● DIRECTION A: In the S3-PyArrow backend specification, list every operation assigned to PyArrow's C++ S3 filesystem.
● DIRECTION B: What pip command installs the optional extra named in the S3-PyArrow backend specification?
● DIRECTION C: According to the S3-PyArrow backend specification, why does S3PyArrowBackend split its work between PyArrow and s3fs?

● DOCUMENT PASSAGE:
____

S3-PyArrow Hybrid Backend Specification¶
Overview¶
S3PyArrowBackend implements the Backend ABC for S3-compatible object storage using a hybrid approach: PyArrow's C++ S3 filesystem for data-path operations (read, write, copy) and s3fs for control-path operations (listing, metadata, deletion). This combines PyArrow's high-throughput C++ I/O with s3fs's mature listing and metadata APIs.
This is a drop-in alternative to S3Backend with the same constructor signature. Users who need maximum read/write throughput for large files should prefer this backend.
Dependencies: s3fs, pyarrow (optional extra: pip install "remote-store[s3-pyarrow]")

____

● COLLECTED MATERIAL:
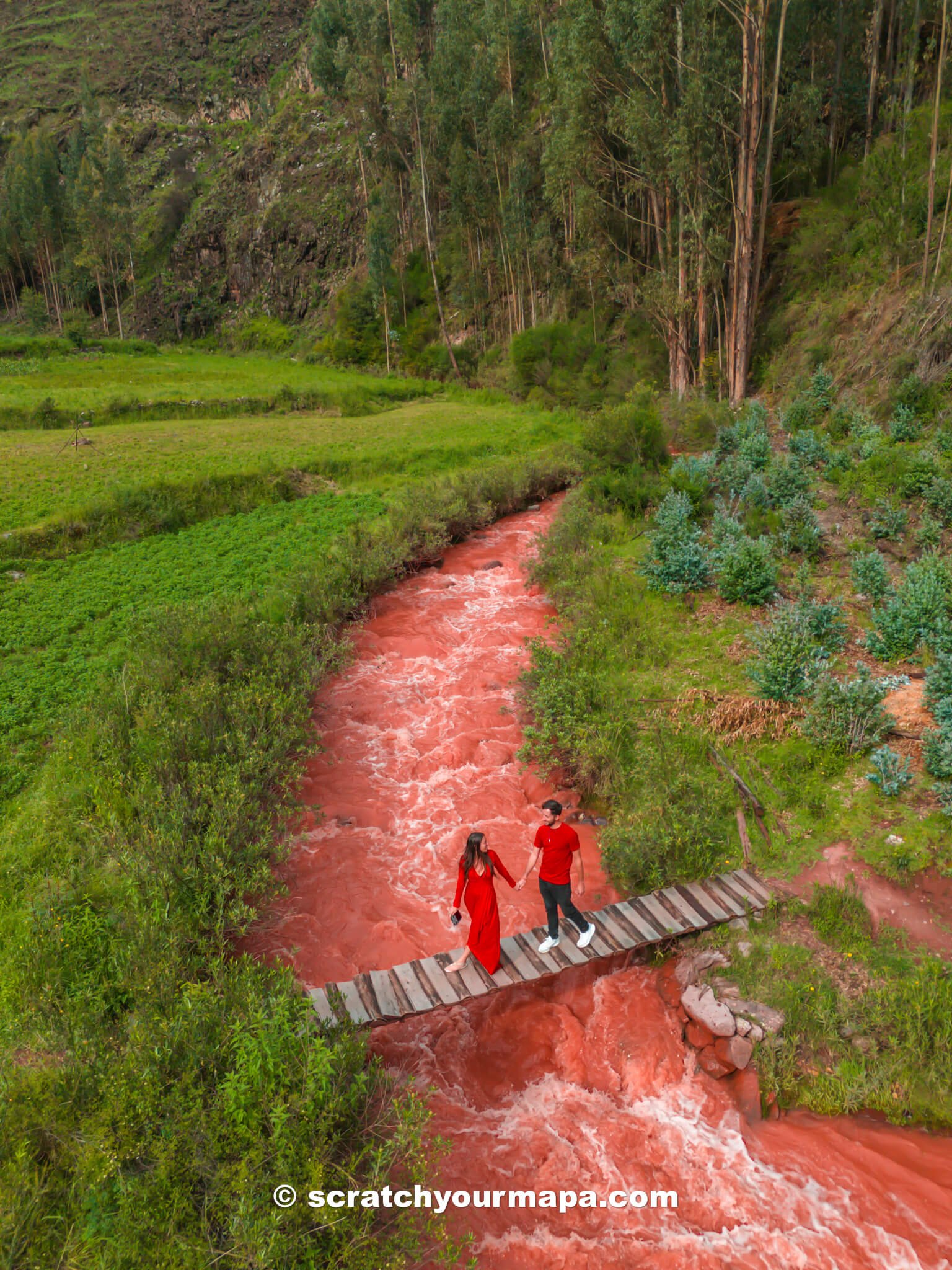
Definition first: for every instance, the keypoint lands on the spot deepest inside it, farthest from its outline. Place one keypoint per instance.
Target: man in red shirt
(558, 843)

____

● WRITTEN REPLY A: read, write, copy

● WRITTEN REPLY B: pip install "remote-store[s3-pyarrow]"

● WRITTEN REPLY C: The split pairs PyArrow's high-throughput C++ I/O for reading, writing, and copying with s3fs's mature APIs for listing, metadata, and deletion.